● **WHAT YOU ARE ASKED TO DO**
The lines from the start of the data through the line with "Target: silver chain" are to be returned verbatim; all later lines are to be omitted.

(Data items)
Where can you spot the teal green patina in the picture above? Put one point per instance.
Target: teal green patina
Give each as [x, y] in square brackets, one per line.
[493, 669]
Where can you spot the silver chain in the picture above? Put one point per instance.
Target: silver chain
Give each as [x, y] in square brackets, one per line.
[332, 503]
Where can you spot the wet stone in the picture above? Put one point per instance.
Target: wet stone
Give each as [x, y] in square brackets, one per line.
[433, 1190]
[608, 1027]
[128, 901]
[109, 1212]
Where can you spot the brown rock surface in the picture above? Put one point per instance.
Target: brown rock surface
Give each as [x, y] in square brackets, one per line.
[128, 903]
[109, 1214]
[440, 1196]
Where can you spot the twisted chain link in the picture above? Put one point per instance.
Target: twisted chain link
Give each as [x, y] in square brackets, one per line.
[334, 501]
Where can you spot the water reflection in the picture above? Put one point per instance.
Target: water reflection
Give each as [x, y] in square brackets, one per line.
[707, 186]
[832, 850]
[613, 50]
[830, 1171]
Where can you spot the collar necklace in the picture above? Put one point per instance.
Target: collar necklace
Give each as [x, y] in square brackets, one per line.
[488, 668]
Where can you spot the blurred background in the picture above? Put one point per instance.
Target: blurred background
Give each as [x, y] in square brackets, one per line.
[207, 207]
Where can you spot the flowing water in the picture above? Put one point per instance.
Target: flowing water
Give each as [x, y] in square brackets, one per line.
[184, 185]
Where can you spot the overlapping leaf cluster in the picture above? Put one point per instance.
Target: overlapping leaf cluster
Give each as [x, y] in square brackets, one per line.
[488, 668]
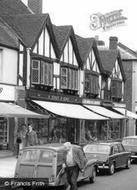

● **TASK SOLUTION**
Where can you spot the teal green patina in the picture above? Put one point per instance.
Target: teal green patina
Give each as [x, y] in square brackets, one per line.
[493, 669]
Where can you spot the silver chain in the picture above? Put one point per instance.
Target: silver chain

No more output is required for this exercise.